Excerpt provided:
☆ ☆ ☆ ☆

Besides, one of the big problems I've had with open world RPGs over the years is that, as you advance and obtain more powerful weaponry, it tends to make running through lower-level regions a bit of a drag. The Elder Scrolls games are particularly guilty of this. With BotW, you can collect, say, a few Royal Broadswords from enemies in the Garudo desert and then go back to the Great Plateau or Hateno, where most advanced weapons will take out any enemy with just a single hit. It becomes dull, and ordinarily would encourage you to plough through bokoblin camps with reckless abandon. Stick around in these easier areas though, and you find your weapons gradually being whisked away from you as they break, replacing them with weaker weapons, encouraging a more tactical approach.

(Also, there's another tactical element to the final blow of any weapon in that it issues 2x damage.)

One criticism where I do agree with him is how inventory management is handled for cooking and firestarting, which is really clumsy. I try to keep a supply of baked apples on hand to top up my hearts, but the fact that you can only hold five at a time in your hands to drop them onto a fire makes baking them a bit of a chore. Also, I occasionally had the problem where I would drop a flint rock and pile of wood to start a fire, only for the flint to roll just far enough away to spark when I hit it but not light the wood.

The blood moon isn't all that common - I play for around 2-3 hours at a time and get around one blood moon every session. Although, yes, the cutscene does get repetitive, but it's only 20 seconds long. Did have fun with that one once when I was camping at an old bokoblin fire - when morning arrived, I was surrounded by five confused-looking bokoblin, who all instantly rushed for their weapons.

Comparisons with Assassin's Creed regarding the towers were inevitable, and I have a feel that it was a deliberate reference, although towers in BotW are a little more involved. For one thing, getting up them is a bit more of a challenge. In most cases, your stamina won't be enough to reach a platform, although so far I've found that the challenge usually involves finding a peak to paraglide off. I hope it gets a bit more challenging than that. More importantly though, reaching the top only unlocks the map segment itself with the region names. Unlike AC, it doesn't reveal everything on the map - you're left to identify all of that yourself from the top of the tower with your own eyes.

☆ ☆ ☆ ☆

Required task 1:
In the review excerpt, how many baked apples can you hold in your hands at once to drop onto a fire?

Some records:
☆ ☆ ☆ ☆

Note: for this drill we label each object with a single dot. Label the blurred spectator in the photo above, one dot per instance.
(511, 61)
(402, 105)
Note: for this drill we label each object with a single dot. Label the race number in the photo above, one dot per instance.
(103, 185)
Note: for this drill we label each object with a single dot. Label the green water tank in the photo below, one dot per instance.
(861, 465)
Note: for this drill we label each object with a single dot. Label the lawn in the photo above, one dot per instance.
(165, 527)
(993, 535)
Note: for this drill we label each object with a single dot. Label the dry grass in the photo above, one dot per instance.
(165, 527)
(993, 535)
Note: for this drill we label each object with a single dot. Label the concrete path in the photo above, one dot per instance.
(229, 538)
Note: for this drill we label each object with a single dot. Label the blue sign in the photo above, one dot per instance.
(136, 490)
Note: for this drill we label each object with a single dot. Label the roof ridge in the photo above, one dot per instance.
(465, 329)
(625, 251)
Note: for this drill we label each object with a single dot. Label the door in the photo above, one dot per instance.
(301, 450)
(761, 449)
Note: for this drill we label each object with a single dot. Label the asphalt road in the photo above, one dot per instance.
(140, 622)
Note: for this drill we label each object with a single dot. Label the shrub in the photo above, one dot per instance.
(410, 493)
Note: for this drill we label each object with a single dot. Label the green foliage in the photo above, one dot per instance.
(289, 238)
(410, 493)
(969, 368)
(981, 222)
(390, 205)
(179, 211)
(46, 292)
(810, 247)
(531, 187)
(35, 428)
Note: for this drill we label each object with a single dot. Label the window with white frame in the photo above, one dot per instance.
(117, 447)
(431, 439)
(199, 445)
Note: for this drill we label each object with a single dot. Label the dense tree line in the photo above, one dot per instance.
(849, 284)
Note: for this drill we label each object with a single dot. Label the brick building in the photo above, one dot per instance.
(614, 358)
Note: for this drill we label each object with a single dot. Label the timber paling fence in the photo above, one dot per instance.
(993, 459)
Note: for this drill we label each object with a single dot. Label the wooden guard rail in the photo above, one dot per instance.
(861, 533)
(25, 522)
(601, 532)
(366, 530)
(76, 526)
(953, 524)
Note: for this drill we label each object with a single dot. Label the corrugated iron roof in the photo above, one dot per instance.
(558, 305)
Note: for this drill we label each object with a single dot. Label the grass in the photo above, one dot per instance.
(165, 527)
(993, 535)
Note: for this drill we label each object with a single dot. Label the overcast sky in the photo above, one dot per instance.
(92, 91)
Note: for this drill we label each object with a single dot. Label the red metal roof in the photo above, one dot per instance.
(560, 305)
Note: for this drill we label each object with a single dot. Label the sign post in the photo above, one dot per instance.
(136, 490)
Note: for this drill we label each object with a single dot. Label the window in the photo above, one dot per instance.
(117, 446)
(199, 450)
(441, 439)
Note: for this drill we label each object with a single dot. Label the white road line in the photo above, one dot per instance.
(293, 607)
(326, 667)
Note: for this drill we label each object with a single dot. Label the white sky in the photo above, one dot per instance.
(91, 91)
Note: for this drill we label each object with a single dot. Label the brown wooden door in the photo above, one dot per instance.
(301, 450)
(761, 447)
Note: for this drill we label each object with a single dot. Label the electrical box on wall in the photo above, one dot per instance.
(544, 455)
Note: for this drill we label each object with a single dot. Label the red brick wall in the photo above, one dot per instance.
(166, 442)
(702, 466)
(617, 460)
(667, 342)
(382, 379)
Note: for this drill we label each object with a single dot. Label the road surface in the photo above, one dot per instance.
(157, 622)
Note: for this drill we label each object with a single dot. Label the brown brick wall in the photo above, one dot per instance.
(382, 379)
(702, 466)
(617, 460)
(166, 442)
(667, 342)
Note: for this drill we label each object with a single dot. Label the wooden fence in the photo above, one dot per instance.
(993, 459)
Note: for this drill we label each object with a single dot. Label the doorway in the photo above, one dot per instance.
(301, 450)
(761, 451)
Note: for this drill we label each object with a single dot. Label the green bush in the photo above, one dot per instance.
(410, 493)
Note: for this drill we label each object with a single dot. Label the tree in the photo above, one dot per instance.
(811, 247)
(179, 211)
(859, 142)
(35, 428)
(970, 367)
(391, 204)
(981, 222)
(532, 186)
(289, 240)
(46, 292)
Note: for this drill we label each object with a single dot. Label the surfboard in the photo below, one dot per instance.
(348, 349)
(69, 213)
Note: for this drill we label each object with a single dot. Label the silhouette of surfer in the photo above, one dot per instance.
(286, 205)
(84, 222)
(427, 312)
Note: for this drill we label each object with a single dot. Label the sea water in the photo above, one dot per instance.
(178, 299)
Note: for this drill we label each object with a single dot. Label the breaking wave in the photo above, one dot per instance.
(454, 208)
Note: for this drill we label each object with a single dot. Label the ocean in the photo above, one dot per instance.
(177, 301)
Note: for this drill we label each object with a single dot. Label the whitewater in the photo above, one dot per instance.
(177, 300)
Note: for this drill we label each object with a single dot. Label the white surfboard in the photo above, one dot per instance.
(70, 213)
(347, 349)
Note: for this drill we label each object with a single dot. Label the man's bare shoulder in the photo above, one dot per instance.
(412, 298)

☆ ☆ ☆ ☆

Required task 2:
Please render the records, starting with the line that contains "Label the whitewater" and going on through the end of the records, as a two-column CSV with the columns entry and answer. Give one row per entry, put its wording and its answer each in a single quoted field, and turn any line breaks into spaces.

Complete output 1:
Five.

Complete output 2:
entry,answer
"Note: for this drill we label each object with a single dot. Label the whitewater in the photo above, one dot per instance.","(177, 300)"
"Note: for this drill we label each object with a single dot. Label the white surfboard in the photo above, one dot per instance.","(70, 213) (347, 349)"
"Note: for this drill we label each object with a single dot. Label the man's bare shoulder in the photo above, one dot per instance.","(412, 298)"